▸ **課題**
「the dry grass」を含む行からレコードの終わりまでをすべて、「burlap sack」を「jute sack」に変えて書き直す。ほかの部分は一切変えないこと。

▸ **提供された情報**
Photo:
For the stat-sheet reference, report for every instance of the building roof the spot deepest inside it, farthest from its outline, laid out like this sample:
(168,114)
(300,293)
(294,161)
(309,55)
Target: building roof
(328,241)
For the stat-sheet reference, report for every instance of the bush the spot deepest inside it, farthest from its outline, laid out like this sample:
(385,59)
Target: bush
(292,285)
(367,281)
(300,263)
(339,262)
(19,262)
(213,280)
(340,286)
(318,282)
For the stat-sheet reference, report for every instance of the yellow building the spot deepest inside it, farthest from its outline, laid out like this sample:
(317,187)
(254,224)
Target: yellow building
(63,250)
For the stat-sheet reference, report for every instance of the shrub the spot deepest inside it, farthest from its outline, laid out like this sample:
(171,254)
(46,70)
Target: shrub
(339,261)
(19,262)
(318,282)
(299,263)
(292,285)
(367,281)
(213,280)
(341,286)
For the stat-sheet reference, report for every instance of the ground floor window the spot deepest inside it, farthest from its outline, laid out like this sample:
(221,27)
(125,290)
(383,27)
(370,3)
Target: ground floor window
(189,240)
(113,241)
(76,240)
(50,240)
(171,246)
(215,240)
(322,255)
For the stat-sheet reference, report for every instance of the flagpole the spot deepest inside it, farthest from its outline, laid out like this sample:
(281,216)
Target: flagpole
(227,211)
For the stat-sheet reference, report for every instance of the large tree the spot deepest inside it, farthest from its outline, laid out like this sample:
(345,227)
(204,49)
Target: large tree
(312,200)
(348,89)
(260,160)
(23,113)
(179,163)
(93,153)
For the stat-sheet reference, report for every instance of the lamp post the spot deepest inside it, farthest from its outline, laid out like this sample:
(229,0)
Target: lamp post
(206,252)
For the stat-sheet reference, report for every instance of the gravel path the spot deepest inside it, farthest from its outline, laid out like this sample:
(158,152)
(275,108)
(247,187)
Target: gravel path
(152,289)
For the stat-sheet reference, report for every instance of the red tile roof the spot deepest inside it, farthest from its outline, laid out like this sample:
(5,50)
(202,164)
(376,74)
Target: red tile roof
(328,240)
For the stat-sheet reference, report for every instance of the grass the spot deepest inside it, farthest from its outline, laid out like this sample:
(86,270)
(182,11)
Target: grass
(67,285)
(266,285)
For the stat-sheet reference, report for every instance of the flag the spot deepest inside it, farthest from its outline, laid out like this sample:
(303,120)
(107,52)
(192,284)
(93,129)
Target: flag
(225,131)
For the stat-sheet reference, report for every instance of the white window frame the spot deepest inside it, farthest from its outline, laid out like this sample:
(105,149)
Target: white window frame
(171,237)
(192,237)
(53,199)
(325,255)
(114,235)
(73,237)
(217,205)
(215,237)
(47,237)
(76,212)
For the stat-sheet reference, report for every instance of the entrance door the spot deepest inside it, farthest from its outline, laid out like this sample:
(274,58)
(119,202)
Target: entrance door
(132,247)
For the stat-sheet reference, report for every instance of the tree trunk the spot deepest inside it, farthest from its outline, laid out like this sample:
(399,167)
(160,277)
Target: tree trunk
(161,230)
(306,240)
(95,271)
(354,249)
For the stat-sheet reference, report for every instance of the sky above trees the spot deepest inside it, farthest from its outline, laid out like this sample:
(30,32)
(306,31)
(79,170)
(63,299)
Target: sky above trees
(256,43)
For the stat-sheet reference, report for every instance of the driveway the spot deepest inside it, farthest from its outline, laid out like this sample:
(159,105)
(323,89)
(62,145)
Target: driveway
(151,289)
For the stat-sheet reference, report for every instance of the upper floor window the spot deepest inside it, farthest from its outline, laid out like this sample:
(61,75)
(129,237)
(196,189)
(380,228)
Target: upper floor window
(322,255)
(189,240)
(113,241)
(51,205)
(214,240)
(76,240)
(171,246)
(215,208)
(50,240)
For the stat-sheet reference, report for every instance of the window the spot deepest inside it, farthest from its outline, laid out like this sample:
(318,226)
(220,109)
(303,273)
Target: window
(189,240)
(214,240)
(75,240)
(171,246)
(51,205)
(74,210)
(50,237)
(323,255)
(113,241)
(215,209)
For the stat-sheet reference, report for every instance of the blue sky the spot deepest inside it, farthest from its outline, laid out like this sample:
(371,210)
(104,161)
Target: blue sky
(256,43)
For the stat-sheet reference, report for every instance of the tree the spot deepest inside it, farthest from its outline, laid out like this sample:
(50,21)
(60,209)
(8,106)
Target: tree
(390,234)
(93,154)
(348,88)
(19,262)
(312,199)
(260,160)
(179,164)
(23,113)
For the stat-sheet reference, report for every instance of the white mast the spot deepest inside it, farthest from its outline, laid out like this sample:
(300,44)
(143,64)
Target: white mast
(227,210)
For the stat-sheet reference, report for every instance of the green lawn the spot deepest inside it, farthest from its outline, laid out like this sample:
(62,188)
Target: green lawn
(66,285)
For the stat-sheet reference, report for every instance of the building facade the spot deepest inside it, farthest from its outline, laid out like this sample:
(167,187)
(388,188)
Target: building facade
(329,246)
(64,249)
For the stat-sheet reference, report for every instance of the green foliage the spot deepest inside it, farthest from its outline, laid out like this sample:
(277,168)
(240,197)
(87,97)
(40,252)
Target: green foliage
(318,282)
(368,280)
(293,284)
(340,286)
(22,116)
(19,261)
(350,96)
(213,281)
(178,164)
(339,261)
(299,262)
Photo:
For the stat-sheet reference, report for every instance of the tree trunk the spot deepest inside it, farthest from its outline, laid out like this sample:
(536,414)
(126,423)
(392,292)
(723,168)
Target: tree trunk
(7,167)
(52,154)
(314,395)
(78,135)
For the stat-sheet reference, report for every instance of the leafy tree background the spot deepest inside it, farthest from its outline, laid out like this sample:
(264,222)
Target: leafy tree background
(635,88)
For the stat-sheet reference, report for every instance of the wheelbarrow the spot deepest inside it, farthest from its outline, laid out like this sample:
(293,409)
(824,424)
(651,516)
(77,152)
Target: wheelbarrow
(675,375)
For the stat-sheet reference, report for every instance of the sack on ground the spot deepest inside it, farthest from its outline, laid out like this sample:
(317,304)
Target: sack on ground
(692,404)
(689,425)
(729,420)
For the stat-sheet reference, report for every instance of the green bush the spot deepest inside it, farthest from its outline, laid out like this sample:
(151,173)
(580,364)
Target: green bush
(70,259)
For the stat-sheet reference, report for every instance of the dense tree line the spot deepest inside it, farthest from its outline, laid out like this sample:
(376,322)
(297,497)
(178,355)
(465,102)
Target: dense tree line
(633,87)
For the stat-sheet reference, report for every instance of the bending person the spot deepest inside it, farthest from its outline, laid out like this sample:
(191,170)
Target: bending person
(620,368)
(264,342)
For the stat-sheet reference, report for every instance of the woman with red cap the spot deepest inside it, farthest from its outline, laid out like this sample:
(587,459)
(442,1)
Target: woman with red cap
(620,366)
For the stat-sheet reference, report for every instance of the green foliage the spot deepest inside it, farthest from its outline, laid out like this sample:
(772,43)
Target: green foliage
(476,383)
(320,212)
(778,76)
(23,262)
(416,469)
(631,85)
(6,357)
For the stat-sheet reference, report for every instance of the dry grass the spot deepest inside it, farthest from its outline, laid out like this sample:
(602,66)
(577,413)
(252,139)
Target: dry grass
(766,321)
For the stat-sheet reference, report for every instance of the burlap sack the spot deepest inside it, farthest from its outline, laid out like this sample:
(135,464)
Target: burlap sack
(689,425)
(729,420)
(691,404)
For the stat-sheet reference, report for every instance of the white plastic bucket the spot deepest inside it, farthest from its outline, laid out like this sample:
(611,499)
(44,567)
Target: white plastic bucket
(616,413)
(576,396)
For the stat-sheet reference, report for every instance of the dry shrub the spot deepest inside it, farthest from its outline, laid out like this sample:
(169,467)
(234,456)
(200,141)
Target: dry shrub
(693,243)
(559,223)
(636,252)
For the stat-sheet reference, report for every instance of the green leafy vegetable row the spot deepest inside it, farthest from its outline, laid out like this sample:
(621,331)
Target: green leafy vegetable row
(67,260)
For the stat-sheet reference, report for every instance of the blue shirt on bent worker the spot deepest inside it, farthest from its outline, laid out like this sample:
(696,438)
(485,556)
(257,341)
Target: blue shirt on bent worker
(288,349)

▸ **解答例**
For the stat-sheet reference, report for every instance of the dry grass the spot deepest inside it, farthest from its outline, laid out like this sample:
(602,66)
(577,413)
(252,139)
Target: dry grass
(766,321)
For the stat-sheet reference, report for every instance of the jute sack the spot deepest inside it, farthest from its outline, laid out like this sample:
(135,464)
Target: jute sack
(689,425)
(729,420)
(691,404)
For the stat-sheet reference, report for every instance of the white plastic bucket the spot deepest inside it, farthest from its outline, laid out like this sample:
(611,499)
(44,567)
Target: white plastic bucket
(616,413)
(576,396)
For the stat-sheet reference, report for every instance of the dry shrub the spot deepest inside it, farthest from its outline, laid out like this sample:
(169,467)
(234,456)
(200,141)
Target: dry shrub
(693,243)
(559,223)
(636,252)
For the stat-sheet reference, report for every instance of the green leafy vegetable row the spot deepest inside it, farthest from its outline, laid out like this sample:
(621,331)
Target: green leafy vegetable row
(67,260)
For the stat-sheet reference, report for every instance of the blue shirt on bent worker the spot deepest inside it, farthest from its outline, laid out like this sample:
(696,438)
(485,556)
(257,341)
Target: blue shirt on bent worker
(288,349)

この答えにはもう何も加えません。